Exercise
Pick out and reproduce in full every line below that contains the word "plastic".

The input
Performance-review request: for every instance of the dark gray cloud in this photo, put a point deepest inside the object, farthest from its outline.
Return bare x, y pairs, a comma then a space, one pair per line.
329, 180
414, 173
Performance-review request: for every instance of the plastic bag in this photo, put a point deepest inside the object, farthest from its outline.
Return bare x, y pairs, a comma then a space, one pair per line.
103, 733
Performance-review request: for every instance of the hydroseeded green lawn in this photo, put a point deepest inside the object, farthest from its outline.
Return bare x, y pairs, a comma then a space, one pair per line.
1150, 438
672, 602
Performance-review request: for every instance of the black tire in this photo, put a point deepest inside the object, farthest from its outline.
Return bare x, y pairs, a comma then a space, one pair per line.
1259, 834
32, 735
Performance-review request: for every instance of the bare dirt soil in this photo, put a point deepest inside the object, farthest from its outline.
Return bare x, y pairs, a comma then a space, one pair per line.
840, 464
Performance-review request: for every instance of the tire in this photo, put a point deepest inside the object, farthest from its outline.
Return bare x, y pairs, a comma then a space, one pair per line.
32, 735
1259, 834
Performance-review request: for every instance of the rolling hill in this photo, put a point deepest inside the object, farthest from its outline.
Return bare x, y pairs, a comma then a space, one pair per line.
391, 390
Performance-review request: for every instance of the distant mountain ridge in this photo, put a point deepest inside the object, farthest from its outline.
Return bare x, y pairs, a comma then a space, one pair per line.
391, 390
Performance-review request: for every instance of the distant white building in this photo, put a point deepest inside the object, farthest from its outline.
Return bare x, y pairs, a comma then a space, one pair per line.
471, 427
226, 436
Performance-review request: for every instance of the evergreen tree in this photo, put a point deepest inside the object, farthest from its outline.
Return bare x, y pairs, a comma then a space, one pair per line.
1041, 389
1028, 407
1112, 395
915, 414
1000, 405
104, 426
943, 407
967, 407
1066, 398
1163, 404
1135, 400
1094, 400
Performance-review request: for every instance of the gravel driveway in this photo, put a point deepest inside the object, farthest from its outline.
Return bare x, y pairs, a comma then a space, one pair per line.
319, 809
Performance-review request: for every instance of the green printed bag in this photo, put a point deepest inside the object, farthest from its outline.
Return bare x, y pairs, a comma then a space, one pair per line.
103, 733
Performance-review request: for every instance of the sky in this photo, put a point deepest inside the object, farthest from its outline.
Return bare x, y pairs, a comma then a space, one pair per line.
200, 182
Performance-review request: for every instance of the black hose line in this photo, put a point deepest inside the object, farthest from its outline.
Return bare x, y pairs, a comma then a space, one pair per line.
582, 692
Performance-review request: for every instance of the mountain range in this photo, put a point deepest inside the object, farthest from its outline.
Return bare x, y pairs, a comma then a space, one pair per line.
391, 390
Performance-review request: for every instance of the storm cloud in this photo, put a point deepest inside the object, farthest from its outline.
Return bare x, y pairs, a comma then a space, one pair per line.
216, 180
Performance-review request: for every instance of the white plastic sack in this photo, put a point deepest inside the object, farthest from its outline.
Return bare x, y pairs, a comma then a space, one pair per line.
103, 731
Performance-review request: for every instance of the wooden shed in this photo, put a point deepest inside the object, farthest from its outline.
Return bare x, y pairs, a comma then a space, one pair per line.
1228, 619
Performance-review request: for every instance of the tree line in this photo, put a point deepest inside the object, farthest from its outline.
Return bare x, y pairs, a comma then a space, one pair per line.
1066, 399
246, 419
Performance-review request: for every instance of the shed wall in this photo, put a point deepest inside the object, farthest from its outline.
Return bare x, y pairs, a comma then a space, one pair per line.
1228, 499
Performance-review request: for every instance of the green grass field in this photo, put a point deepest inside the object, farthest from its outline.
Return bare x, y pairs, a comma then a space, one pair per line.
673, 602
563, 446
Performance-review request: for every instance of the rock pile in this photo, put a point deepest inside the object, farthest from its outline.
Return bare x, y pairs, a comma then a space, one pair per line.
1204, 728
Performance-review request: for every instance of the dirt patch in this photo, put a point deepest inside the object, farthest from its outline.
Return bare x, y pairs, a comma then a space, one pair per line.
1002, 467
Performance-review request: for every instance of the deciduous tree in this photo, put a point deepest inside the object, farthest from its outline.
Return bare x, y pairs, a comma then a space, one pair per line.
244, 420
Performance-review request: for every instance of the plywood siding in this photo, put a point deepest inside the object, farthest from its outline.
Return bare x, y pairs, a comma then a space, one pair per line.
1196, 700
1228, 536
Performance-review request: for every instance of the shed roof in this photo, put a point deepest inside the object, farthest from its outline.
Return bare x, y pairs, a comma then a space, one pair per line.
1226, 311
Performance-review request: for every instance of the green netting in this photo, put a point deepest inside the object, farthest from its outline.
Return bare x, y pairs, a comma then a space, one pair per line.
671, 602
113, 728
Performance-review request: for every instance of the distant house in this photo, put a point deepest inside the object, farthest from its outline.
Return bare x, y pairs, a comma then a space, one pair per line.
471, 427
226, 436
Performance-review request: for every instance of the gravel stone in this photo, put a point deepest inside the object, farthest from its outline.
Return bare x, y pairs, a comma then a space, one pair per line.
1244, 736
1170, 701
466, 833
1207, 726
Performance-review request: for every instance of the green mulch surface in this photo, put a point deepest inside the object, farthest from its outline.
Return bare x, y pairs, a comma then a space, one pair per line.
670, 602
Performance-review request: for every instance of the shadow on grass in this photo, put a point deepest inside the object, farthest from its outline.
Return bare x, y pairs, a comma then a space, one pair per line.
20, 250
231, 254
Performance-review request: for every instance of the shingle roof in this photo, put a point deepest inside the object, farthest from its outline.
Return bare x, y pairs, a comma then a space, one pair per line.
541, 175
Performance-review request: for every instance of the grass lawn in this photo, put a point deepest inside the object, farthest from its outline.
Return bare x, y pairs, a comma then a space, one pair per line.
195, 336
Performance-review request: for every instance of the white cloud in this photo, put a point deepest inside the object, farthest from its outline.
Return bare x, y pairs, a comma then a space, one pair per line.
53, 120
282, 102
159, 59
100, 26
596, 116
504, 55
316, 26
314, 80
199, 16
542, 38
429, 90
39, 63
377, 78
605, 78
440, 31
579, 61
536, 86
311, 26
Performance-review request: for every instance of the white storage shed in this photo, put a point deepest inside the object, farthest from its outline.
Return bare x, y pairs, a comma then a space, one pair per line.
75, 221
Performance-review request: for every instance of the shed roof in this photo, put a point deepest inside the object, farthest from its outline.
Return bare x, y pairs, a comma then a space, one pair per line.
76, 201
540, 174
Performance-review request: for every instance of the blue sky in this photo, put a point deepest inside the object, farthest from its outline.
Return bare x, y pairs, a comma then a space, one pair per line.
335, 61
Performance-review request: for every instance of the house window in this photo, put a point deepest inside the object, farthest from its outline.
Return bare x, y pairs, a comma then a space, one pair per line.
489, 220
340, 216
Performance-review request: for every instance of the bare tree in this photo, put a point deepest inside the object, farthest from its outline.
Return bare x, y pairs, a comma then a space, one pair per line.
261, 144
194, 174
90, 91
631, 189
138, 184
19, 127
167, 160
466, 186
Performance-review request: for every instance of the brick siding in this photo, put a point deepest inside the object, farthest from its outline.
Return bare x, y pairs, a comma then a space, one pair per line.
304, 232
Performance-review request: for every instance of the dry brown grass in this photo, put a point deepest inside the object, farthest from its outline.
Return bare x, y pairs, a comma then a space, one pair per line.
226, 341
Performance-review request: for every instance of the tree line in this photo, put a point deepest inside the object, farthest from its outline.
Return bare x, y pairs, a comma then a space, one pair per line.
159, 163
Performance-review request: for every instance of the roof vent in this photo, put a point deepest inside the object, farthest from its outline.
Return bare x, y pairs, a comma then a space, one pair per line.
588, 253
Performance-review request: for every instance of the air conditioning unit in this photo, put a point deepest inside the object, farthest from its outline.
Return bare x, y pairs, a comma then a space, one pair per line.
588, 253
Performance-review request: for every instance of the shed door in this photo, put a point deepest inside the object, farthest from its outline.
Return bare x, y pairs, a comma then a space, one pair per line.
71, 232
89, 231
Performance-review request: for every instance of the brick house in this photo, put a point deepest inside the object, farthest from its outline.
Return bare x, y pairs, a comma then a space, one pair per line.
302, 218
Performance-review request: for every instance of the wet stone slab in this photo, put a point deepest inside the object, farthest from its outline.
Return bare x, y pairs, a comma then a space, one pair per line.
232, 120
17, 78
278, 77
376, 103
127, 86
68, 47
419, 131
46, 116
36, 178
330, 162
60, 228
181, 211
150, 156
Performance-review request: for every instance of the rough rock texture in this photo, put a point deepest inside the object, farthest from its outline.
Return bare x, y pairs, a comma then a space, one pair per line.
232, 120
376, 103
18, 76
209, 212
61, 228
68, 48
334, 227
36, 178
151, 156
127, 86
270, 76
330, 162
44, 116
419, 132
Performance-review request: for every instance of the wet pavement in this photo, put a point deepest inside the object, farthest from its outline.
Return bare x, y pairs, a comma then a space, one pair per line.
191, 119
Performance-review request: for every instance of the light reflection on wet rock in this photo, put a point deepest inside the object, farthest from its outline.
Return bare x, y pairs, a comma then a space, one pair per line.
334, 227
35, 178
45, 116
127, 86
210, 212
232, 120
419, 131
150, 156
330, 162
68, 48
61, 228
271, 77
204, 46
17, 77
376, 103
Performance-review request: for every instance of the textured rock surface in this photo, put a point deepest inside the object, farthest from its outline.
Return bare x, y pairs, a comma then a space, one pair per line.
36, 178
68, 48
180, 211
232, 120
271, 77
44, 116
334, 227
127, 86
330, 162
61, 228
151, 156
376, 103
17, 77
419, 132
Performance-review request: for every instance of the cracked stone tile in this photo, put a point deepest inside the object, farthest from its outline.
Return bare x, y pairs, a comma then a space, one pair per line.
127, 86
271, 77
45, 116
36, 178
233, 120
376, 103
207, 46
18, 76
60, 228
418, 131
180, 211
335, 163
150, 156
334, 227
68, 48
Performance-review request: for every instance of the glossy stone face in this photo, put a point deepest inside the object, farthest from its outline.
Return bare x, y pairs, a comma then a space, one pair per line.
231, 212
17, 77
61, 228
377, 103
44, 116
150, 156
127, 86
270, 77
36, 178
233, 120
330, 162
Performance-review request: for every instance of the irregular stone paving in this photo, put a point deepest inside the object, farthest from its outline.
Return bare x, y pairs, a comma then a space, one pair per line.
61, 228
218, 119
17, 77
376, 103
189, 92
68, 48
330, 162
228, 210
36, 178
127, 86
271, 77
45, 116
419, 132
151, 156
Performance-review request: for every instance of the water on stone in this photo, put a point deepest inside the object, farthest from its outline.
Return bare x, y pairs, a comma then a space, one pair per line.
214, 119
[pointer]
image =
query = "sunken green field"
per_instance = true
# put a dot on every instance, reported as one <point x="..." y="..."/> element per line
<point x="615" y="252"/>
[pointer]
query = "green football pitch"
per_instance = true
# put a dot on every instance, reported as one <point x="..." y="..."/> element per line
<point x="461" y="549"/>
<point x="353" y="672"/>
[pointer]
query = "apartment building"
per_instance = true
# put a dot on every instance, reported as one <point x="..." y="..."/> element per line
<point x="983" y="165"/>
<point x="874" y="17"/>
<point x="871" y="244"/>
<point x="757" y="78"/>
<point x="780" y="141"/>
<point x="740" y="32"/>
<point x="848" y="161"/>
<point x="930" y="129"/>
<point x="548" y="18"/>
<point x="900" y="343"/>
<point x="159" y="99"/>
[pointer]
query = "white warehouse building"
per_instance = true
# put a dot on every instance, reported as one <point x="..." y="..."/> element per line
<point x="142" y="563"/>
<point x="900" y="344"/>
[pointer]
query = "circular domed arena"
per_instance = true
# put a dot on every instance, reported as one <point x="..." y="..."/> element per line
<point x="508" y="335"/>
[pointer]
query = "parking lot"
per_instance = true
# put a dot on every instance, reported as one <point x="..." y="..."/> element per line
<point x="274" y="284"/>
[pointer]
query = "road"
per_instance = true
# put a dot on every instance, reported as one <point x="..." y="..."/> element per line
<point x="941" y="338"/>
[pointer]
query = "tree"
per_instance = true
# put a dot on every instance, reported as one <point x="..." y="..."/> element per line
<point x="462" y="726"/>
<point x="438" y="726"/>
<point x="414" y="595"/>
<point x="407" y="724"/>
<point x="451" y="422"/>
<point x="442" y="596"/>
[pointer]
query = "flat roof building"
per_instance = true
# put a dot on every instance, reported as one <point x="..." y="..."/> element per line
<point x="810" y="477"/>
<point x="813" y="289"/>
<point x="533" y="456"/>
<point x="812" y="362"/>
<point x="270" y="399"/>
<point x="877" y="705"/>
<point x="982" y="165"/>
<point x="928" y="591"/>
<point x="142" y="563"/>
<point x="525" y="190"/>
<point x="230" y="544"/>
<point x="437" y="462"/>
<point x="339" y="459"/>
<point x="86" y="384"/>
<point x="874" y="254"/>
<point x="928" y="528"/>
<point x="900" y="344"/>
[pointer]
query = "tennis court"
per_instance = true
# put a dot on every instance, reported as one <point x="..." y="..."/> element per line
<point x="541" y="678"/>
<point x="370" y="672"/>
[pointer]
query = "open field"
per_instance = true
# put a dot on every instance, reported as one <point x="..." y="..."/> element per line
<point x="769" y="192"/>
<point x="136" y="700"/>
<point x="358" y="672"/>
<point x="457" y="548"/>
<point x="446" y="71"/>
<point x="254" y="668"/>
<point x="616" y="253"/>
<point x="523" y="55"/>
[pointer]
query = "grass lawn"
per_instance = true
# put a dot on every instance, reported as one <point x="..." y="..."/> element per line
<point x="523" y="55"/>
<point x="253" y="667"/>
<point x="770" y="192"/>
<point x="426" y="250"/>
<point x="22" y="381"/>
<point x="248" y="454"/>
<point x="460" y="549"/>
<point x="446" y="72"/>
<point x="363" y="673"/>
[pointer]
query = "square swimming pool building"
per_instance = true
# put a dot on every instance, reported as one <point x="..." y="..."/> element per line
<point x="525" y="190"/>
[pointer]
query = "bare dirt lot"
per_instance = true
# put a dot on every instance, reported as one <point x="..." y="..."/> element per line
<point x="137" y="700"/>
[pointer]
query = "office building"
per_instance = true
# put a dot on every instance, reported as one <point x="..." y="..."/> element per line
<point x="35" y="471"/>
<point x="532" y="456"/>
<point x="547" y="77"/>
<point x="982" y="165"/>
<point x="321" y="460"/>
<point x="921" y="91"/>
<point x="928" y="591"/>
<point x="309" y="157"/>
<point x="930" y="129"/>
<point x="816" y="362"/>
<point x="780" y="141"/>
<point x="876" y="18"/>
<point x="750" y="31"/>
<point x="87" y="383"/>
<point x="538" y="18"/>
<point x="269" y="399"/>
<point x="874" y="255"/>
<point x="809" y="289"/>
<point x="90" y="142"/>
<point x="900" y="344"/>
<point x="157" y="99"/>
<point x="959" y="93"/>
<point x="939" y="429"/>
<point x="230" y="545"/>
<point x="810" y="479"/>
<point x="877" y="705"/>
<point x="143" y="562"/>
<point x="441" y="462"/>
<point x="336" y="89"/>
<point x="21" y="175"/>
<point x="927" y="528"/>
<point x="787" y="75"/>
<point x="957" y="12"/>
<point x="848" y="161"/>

Solved exercise
Performance-review request: for every instance of the plastic bag in this photo, put a point deepest inside the object, farthest from its outline.
Performance-review request: for every instance of the white plastic sack in this photo, put a point deepest inside the object, farthest from its outline.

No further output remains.